### WORK INSTRUCTION 1
Using the passage about the COVID Supplement, explain in one to three sentences why millions of people ended up back below the poverty line.
### WORK INSTRUCTION 2
Reproduce the passage about the COVID Supplement from "Millions of people who" up to and including "below the poverty-line.".
++++ PASSAGE
3 years ago, something remarkable happened.
The government introduced the $550-a-fortnight COVID Supplement.
Overnight, JobSeeker and other payments almost doubled. Millions of people were suddenly living above the poverty-line. In some cases, for the first time in years.
In the weeks afterwards, I heard from hundreds of people from across the country about what that extra money meant: women who were able to flee violent relationships; people speaking about the novelty of being able to afford fresh fruit and vegetables; people who could now save up for essential household appliances; a single mother who could purchase laptops for their children, so they could do work from home; someone finally able to get their car registered and insured; no more skipping of insulin shots; no more eating once a day, and surviving on coffee and tea, the rest of the time; no more going to bed every night, stressed about how you would survive, those last few days before your next payment; a haircut, having money for a proper haircut!!
We all know what happened next. 90 percent of that extra money was removed, in 3 cruel cuts.
Millions of people who started COVID on $40-a-day, and enjoyed a few months, finally, of being able to cope, on $80-a-day, now found themselves back in despair and gnawing stress, on $46-a-day. Back below the poverty-line.
Every day, I see living proof of the damage that living on such a miserably-low, dangerously-low income does to people’s health and sanity.
Completely foreseeable. Completely preventable.
Poverty is the life-destroyer, the life-shortener.
But too much in this country, it would seem, depends on millions of people living in a state of constant anxiety
Every tax cut to the rich feels like a personal insult, and makes my blood boil.
What also makes my blood boil, almost as much, is the cowardice of politicians who cannot bring themselves to fight for those living in such severe crisis.
Our job, is to never forgive, never forget, and to keep fighting, for as long as it takes, till no one in this country is living in poverty.
++++++++
++++ INFORMATION SHOWN
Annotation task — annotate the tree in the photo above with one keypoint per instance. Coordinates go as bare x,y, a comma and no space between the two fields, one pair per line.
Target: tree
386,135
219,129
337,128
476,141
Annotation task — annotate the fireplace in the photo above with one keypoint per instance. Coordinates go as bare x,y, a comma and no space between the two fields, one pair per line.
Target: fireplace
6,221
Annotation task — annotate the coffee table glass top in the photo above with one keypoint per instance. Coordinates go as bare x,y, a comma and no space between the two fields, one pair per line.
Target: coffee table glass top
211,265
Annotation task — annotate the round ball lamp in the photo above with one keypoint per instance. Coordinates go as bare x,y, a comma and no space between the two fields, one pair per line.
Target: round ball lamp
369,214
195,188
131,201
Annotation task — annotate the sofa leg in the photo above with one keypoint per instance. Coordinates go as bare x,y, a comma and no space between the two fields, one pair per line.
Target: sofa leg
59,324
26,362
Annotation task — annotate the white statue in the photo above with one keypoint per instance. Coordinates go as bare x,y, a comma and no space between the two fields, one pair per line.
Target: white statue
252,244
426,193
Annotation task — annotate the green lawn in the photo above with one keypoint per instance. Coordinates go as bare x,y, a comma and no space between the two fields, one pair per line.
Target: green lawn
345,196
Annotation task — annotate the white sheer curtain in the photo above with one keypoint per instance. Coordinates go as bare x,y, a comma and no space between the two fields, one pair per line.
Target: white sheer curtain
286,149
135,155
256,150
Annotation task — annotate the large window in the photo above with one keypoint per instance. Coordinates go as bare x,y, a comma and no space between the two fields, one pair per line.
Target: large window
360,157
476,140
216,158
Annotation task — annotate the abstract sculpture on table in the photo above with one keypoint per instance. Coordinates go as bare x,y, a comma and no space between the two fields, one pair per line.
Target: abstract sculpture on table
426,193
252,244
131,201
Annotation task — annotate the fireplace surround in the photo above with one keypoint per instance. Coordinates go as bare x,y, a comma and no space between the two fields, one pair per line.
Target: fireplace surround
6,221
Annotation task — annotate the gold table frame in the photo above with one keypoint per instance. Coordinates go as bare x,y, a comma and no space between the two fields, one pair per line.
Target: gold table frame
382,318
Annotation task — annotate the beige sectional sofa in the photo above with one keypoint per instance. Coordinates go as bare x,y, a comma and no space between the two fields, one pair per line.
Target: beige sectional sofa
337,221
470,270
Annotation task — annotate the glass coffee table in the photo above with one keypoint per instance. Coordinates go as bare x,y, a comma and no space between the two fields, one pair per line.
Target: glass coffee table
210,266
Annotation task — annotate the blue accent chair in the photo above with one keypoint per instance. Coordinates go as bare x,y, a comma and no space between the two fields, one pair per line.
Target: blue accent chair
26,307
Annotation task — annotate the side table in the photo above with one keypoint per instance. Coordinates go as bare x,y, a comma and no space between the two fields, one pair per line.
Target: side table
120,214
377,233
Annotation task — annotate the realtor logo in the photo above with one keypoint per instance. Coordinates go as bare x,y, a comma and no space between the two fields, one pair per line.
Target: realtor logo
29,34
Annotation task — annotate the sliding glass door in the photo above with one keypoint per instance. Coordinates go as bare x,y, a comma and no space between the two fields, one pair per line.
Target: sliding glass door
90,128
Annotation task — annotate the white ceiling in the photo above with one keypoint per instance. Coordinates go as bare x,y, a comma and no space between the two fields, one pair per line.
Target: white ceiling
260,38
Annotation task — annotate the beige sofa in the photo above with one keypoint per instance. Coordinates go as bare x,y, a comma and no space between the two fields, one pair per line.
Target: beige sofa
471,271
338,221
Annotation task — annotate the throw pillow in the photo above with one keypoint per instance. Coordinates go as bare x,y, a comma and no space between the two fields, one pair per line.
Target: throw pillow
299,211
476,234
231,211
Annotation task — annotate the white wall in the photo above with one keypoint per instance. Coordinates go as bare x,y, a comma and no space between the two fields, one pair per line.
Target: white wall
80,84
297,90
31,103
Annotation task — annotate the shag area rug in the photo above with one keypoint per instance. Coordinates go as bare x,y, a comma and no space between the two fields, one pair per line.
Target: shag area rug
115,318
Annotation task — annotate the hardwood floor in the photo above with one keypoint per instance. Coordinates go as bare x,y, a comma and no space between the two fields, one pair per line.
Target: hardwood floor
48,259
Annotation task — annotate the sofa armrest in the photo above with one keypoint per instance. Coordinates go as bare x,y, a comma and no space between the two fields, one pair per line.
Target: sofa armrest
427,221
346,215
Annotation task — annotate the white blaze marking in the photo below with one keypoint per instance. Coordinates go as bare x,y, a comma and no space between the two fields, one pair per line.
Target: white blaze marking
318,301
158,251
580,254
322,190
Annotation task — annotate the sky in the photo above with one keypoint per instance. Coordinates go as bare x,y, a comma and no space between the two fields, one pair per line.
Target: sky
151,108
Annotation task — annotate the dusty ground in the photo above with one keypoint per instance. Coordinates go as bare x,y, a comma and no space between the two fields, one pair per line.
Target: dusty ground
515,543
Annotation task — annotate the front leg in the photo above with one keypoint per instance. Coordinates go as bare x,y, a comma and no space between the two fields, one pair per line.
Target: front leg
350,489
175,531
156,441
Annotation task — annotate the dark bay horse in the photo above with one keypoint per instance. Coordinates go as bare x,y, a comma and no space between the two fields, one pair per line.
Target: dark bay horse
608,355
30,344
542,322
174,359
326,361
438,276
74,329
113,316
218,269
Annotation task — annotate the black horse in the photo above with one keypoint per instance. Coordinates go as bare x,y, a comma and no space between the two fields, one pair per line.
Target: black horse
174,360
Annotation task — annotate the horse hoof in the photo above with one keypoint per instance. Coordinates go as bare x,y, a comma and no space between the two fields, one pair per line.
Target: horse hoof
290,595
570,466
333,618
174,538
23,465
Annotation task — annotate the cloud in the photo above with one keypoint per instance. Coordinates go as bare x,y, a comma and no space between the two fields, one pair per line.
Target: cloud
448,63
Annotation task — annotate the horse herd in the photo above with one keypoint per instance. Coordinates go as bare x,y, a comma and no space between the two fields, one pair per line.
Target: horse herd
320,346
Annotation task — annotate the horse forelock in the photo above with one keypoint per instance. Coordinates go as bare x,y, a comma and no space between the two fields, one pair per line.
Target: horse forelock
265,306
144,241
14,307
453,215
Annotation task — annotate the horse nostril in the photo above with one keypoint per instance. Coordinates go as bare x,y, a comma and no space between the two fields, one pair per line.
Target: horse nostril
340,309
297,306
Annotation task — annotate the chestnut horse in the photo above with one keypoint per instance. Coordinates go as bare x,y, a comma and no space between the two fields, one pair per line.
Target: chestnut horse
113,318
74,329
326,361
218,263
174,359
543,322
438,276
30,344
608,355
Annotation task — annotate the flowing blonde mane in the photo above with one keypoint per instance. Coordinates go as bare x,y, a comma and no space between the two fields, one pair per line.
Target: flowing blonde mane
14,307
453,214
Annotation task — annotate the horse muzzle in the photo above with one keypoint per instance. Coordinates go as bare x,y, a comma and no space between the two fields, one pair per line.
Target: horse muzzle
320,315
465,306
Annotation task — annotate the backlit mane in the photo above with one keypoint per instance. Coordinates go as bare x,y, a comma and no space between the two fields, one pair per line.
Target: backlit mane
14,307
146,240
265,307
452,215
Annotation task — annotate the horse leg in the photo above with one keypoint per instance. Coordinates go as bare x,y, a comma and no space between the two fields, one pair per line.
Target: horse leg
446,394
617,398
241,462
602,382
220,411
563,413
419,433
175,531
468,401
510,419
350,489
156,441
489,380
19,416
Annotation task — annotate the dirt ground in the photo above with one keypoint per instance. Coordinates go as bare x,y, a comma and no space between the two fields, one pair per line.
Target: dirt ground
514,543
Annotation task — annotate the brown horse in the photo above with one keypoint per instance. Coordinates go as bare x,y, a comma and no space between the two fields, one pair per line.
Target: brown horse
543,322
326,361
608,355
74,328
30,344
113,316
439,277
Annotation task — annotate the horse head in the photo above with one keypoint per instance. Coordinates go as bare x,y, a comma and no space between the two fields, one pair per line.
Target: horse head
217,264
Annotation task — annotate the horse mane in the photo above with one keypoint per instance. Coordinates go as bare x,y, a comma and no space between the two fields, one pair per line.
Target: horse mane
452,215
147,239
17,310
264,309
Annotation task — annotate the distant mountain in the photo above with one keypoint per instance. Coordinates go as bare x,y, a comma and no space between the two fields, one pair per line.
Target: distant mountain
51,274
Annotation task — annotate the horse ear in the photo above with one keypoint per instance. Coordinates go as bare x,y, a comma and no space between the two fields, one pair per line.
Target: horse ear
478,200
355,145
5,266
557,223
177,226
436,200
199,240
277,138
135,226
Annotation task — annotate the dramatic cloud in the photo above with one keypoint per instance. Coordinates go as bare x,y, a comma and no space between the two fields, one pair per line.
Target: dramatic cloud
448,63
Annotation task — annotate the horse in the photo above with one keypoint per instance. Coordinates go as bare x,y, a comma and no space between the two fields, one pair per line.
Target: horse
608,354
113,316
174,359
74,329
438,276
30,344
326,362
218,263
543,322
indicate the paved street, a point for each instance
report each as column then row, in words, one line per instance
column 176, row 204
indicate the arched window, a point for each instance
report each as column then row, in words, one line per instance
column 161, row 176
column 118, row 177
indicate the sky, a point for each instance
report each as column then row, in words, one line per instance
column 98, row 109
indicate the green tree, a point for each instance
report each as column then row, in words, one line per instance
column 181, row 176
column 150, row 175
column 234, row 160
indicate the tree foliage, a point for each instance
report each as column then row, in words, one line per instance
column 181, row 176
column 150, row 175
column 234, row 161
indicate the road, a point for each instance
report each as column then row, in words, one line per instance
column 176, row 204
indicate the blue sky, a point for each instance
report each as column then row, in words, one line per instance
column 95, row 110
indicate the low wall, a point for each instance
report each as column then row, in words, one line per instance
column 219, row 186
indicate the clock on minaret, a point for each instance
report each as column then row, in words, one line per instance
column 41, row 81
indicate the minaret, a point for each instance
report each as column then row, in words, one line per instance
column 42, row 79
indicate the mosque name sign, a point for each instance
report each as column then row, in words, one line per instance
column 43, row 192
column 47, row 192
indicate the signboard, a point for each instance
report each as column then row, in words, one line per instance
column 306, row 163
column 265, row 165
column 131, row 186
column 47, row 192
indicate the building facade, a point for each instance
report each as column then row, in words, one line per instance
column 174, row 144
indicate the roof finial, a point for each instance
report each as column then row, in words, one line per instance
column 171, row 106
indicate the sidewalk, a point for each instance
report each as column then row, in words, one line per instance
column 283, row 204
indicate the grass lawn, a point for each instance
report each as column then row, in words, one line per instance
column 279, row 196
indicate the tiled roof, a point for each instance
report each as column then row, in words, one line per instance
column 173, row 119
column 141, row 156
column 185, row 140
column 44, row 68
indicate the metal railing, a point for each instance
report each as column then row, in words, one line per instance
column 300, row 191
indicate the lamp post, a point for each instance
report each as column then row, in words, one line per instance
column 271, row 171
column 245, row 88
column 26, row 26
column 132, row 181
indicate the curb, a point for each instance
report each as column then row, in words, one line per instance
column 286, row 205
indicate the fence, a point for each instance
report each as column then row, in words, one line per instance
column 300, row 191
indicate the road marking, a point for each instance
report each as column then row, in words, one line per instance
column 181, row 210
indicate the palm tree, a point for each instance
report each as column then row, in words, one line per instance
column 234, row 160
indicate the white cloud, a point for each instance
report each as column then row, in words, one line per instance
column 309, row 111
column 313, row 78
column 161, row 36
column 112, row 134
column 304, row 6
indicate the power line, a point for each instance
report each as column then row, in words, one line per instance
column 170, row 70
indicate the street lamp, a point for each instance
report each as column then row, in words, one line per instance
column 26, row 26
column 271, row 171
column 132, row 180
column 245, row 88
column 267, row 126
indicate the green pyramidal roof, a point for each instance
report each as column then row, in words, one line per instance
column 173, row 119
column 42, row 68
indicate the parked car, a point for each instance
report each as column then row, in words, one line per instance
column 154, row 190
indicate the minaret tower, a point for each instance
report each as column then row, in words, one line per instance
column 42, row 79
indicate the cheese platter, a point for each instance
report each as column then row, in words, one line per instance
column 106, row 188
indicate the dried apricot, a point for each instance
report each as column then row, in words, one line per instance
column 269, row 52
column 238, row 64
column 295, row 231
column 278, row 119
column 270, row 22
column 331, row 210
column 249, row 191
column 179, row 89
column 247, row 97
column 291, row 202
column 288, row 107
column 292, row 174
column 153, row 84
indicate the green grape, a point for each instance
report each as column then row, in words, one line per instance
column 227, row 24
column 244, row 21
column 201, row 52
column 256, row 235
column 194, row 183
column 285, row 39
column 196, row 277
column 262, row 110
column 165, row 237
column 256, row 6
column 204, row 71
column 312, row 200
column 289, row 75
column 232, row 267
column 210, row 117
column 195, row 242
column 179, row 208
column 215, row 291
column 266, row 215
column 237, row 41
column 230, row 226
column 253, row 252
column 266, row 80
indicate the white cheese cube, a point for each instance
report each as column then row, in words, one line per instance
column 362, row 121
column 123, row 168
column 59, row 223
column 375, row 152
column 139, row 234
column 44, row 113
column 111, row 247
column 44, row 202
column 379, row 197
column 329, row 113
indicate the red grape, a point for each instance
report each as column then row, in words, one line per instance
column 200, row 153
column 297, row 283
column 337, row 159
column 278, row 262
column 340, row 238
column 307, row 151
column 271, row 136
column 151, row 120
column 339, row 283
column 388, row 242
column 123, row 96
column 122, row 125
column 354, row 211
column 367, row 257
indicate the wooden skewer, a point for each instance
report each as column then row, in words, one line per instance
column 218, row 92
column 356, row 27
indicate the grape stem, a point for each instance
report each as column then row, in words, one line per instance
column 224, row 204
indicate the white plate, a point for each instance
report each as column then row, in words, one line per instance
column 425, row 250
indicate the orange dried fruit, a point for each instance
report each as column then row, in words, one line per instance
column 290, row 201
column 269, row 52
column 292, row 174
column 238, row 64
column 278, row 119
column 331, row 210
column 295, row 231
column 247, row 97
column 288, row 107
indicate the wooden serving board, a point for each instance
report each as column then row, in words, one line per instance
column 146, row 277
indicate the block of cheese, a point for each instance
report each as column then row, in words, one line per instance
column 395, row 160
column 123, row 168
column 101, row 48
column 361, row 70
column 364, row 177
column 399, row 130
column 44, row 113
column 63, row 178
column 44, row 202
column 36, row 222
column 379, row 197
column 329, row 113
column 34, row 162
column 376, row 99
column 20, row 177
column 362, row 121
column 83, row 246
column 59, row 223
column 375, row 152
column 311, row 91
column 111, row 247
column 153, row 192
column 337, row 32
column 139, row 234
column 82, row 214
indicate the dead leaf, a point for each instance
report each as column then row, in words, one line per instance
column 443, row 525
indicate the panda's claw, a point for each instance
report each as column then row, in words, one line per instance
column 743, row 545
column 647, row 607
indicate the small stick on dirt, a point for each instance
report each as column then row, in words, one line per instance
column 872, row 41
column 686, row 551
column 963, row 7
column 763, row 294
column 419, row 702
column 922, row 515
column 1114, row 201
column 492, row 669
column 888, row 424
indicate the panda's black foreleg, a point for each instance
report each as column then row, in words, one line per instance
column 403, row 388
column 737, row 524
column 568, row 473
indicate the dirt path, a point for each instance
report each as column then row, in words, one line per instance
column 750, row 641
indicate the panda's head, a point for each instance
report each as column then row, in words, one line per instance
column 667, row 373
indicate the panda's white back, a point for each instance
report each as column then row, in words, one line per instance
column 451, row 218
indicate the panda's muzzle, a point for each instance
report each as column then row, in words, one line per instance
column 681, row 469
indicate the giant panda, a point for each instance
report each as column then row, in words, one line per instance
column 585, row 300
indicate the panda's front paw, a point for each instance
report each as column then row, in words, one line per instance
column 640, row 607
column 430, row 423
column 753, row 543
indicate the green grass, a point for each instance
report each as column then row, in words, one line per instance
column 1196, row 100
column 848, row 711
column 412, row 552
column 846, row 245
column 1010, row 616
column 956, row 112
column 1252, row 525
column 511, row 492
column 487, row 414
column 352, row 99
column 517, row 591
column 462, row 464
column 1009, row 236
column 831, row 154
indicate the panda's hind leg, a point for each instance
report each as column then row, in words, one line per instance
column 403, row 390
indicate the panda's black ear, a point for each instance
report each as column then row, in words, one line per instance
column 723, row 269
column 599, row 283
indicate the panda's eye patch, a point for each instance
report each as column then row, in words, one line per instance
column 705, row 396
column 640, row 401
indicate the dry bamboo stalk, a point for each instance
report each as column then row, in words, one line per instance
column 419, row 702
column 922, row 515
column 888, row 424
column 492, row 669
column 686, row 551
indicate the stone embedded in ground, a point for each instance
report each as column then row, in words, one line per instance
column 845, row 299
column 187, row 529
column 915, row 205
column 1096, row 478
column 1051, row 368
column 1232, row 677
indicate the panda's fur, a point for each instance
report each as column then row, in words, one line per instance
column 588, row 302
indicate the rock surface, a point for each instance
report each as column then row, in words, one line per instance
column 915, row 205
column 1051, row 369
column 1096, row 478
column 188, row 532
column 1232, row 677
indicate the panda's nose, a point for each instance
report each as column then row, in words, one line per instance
++++++++
### WRITTEN RESPONSE 1
Ninety percent of the extra money from the $550-a-fortnight COVID Supplement was removed in three cuts. People who had been coping on $80-a-day were left on $46-a-day, which put them back below the poverty line.

### WRITTEN RESPONSE 2
Millions of people who started COVID on $40-a-day, and enjoyed a few months, finally, of being able to cope, on $80-a-day, now found themselves back in despair and gnawing stress, on $46-a-day. Back below the poverty-line.